* **DOCUMENT EXCERPT**:
Limitations & Future Work

  • The schema and dataset focus on Chinese civil law; direct transfer to other legal systems requires localized adaptation.
  • Synthetic training data generation and LLM-as-Judge evaluation use DeepSeek series models, posing a potential model-family coupling issue.
  • Argument extraction performance remains low (max macro-F1 only 0.146), with long-tail relation type extraction being the primary bottleneck.
  • The scale of 1,140 samples is relatively small, especially considering the data sparsity across 265 relation types.
  • vs Legal Knowledge Graphs: Existing legal KGs mainly capture general social relations (e.g., employment, kinship). LexRel focuses on relations under legal norms (e.g., creditor-debtor relations, contractual obligations), which are closer to judicial practice.
  • vs General Relation Extraction: Legal relation extraction is harder than general RE because legal relations are often not explicitly expressed in text and require inference combined with legal knowledge.
  • vs Legal Benchmarks like LawBench: LexRel focuses on an overlooked yet fundamental capability—legal relation identification—making it an important supplement to existing legal evaluations.

Rating

  • Novelty: ⭐⭐⭐⭐ Systematically defines and evaluates Chinese civil legal relation extraction for the first time, filling an important gap.
  • Experimental Thoroughness: ⭐⭐⭐⭐ Evaluated 12 models across two settings, including long-tail analysis and downstream task validation, though the dataset size is small.
  • Writing Quality: ⭐⭐⭐⭐ Handles the intersection of legal science and NLP well, with a clear construction process for the taxonomy.
  • Value: ⭐⭐⭐⭐ Provides vital benchmark resources for the legal AI community and promotes research in legal relation modeling.

[Stored entries]
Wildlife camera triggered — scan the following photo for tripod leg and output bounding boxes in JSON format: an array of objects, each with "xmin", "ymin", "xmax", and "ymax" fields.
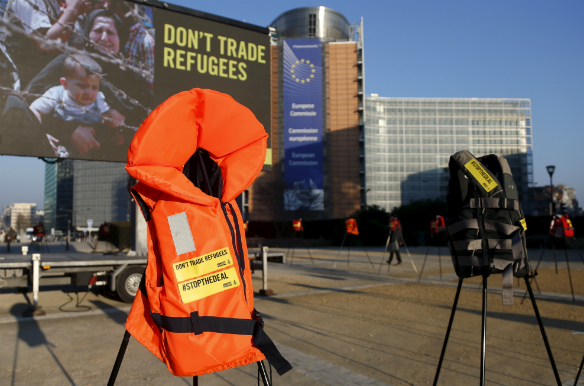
[
  {"xmin": 564, "ymin": 245, "xmax": 576, "ymax": 302},
  {"xmin": 525, "ymin": 277, "xmax": 562, "ymax": 386},
  {"xmin": 574, "ymin": 356, "xmax": 584, "ymax": 386},
  {"xmin": 550, "ymin": 238, "xmax": 558, "ymax": 275},
  {"xmin": 377, "ymin": 249, "xmax": 385, "ymax": 275},
  {"xmin": 521, "ymin": 244, "xmax": 545, "ymax": 304},
  {"xmin": 107, "ymin": 330, "xmax": 131, "ymax": 386},
  {"xmin": 574, "ymin": 244, "xmax": 584, "ymax": 263},
  {"xmin": 480, "ymin": 276, "xmax": 488, "ymax": 386},
  {"xmin": 434, "ymin": 279, "xmax": 462, "ymax": 386},
  {"xmin": 361, "ymin": 239, "xmax": 375, "ymax": 269},
  {"xmin": 347, "ymin": 244, "xmax": 351, "ymax": 265},
  {"xmin": 438, "ymin": 245, "xmax": 442, "ymax": 280},
  {"xmin": 258, "ymin": 361, "xmax": 272, "ymax": 386},
  {"xmin": 418, "ymin": 245, "xmax": 430, "ymax": 283}
]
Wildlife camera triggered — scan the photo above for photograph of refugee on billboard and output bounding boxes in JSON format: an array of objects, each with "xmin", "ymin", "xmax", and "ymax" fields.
[{"xmin": 0, "ymin": 0, "xmax": 154, "ymax": 161}]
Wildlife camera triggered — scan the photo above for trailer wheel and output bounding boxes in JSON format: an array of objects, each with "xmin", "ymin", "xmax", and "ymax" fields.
[{"xmin": 116, "ymin": 267, "xmax": 144, "ymax": 303}]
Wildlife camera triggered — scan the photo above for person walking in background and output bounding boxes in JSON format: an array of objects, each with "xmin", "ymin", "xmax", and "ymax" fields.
[{"xmin": 387, "ymin": 215, "xmax": 403, "ymax": 265}]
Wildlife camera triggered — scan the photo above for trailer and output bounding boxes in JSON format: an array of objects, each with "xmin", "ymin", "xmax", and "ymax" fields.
[
  {"xmin": 0, "ymin": 248, "xmax": 286, "ymax": 307},
  {"xmin": 0, "ymin": 252, "xmax": 147, "ymax": 303}
]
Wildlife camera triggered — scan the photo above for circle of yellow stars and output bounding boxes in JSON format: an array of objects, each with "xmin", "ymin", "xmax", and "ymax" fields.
[{"xmin": 290, "ymin": 59, "xmax": 316, "ymax": 83}]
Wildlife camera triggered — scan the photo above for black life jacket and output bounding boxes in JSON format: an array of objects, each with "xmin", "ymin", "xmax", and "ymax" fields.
[{"xmin": 446, "ymin": 150, "xmax": 531, "ymax": 305}]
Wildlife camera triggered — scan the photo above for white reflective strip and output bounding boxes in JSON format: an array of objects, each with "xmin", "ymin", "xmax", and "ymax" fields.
[{"xmin": 168, "ymin": 212, "xmax": 197, "ymax": 255}]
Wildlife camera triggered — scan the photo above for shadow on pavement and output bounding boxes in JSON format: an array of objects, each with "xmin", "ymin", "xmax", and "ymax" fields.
[{"xmin": 10, "ymin": 298, "xmax": 75, "ymax": 386}]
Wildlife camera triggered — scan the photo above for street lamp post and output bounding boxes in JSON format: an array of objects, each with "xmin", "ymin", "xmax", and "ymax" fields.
[{"xmin": 546, "ymin": 165, "xmax": 556, "ymax": 216}]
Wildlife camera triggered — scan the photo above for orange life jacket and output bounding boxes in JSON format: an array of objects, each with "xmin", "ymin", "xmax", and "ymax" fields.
[
  {"xmin": 389, "ymin": 218, "xmax": 401, "ymax": 232},
  {"xmin": 99, "ymin": 223, "xmax": 110, "ymax": 237},
  {"xmin": 33, "ymin": 224, "xmax": 45, "ymax": 237},
  {"xmin": 126, "ymin": 89, "xmax": 292, "ymax": 376},
  {"xmin": 292, "ymin": 220, "xmax": 304, "ymax": 232},
  {"xmin": 430, "ymin": 216, "xmax": 445, "ymax": 235},
  {"xmin": 345, "ymin": 218, "xmax": 359, "ymax": 236},
  {"xmin": 550, "ymin": 214, "xmax": 574, "ymax": 238}
]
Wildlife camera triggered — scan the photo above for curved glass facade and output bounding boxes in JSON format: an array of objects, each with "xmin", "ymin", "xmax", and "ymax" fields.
[{"xmin": 270, "ymin": 7, "xmax": 353, "ymax": 41}]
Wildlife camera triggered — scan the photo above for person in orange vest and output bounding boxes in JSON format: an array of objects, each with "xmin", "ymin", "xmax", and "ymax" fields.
[
  {"xmin": 430, "ymin": 215, "xmax": 446, "ymax": 235},
  {"xmin": 292, "ymin": 219, "xmax": 304, "ymax": 232},
  {"xmin": 549, "ymin": 214, "xmax": 574, "ymax": 239},
  {"xmin": 549, "ymin": 213, "xmax": 574, "ymax": 248},
  {"xmin": 345, "ymin": 218, "xmax": 359, "ymax": 236},
  {"xmin": 387, "ymin": 215, "xmax": 403, "ymax": 265}
]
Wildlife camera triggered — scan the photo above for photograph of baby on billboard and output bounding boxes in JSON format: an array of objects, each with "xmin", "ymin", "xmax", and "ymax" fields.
[{"xmin": 0, "ymin": 0, "xmax": 154, "ymax": 162}]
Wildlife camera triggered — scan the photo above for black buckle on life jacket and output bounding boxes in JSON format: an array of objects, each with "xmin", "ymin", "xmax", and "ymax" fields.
[
  {"xmin": 191, "ymin": 311, "xmax": 205, "ymax": 335},
  {"xmin": 253, "ymin": 308, "xmax": 264, "ymax": 328}
]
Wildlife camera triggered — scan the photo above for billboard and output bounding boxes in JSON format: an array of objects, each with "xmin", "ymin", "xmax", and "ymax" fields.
[
  {"xmin": 283, "ymin": 39, "xmax": 324, "ymax": 210},
  {"xmin": 0, "ymin": 0, "xmax": 271, "ymax": 165}
]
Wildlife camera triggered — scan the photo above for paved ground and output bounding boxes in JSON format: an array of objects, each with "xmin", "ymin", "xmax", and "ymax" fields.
[{"xmin": 0, "ymin": 248, "xmax": 584, "ymax": 386}]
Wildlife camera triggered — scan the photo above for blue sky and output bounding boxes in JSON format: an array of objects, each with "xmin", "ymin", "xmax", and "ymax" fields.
[{"xmin": 0, "ymin": 0, "xmax": 584, "ymax": 208}]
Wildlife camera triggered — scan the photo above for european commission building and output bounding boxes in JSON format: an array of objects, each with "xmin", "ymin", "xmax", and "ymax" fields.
[{"xmin": 365, "ymin": 94, "xmax": 533, "ymax": 211}]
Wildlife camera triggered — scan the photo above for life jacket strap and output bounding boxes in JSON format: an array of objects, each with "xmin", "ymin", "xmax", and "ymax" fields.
[
  {"xmin": 130, "ymin": 189, "xmax": 152, "ymax": 222},
  {"xmin": 463, "ymin": 198, "xmax": 520, "ymax": 211},
  {"xmin": 146, "ymin": 311, "xmax": 292, "ymax": 375},
  {"xmin": 448, "ymin": 218, "xmax": 520, "ymax": 235},
  {"xmin": 452, "ymin": 237, "xmax": 524, "ymax": 259}
]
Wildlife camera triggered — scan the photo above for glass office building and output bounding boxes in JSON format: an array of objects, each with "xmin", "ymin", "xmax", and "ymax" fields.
[
  {"xmin": 365, "ymin": 94, "xmax": 533, "ymax": 211},
  {"xmin": 45, "ymin": 160, "xmax": 130, "ymax": 232},
  {"xmin": 73, "ymin": 161, "xmax": 130, "ymax": 228},
  {"xmin": 44, "ymin": 160, "xmax": 75, "ymax": 232}
]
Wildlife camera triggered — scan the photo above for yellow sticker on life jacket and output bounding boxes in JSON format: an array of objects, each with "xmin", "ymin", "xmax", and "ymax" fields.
[
  {"xmin": 464, "ymin": 158, "xmax": 497, "ymax": 192},
  {"xmin": 173, "ymin": 248, "xmax": 233, "ymax": 283},
  {"xmin": 178, "ymin": 267, "xmax": 239, "ymax": 304}
]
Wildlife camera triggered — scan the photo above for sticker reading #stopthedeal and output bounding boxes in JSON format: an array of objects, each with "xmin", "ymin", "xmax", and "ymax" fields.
[
  {"xmin": 464, "ymin": 159, "xmax": 497, "ymax": 192},
  {"xmin": 173, "ymin": 248, "xmax": 233, "ymax": 283},
  {"xmin": 178, "ymin": 267, "xmax": 239, "ymax": 303}
]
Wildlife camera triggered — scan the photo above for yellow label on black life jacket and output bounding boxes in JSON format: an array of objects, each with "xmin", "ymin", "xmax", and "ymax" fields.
[
  {"xmin": 464, "ymin": 158, "xmax": 497, "ymax": 192},
  {"xmin": 173, "ymin": 248, "xmax": 233, "ymax": 283},
  {"xmin": 178, "ymin": 267, "xmax": 239, "ymax": 303}
]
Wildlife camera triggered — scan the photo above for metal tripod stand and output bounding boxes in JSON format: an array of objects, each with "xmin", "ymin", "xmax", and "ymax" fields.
[
  {"xmin": 333, "ymin": 232, "xmax": 375, "ymax": 269},
  {"xmin": 286, "ymin": 231, "xmax": 314, "ymax": 265},
  {"xmin": 107, "ymin": 330, "xmax": 272, "ymax": 386},
  {"xmin": 418, "ymin": 235, "xmax": 442, "ymax": 283},
  {"xmin": 433, "ymin": 275, "xmax": 562, "ymax": 386}
]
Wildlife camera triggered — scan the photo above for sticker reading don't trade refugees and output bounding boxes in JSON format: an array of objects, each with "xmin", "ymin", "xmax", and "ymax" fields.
[
  {"xmin": 172, "ymin": 248, "xmax": 233, "ymax": 283},
  {"xmin": 178, "ymin": 267, "xmax": 239, "ymax": 303},
  {"xmin": 464, "ymin": 158, "xmax": 498, "ymax": 193}
]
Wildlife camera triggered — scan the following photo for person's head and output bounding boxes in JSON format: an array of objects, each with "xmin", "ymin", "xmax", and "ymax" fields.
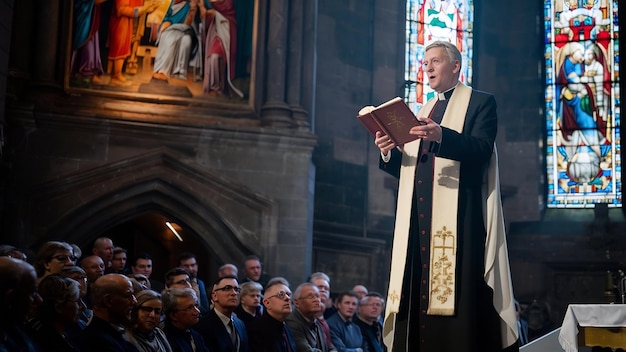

* **PROBLEM A**: Translate this sentence from the LexRel summary into Spanish: "The scale of 1,140 samples is relatively small, especially considering the data sparsity across 265 relation types."
* **PROBLEM B**: According to the LexRel summary, how many models were evaluated?
* **PROBLEM C**:
Decide whether each statement agrees with the LexRel summary, answering yes or no and quoting the deciding words.
(i) The schema and dataset focus on Chinese criminal law.
(ii) The highest macro-F1 reached in argument extraction is 0.146.
(iii) Existing legal knowledge graphs mainly capture relations under legal norms.

* **PROBLEM SOLUTION A**: La escala de 1140 muestras es relativamente pequeña, sobre todo si se considera la dispersión de los datos entre 265 tipos de relación.

* **PROBLEM SOLUTION B**: Twelve models, across two settings.

* **PROBLEM SOLUTION C**:
(i) No: "The schema and dataset focus on Chinese civil law"
(ii) Yes: "max macro-F1 only 0.146"
(iii) No: "Existing legal KGs mainly capture general social relations (e.g., employment, kinship)."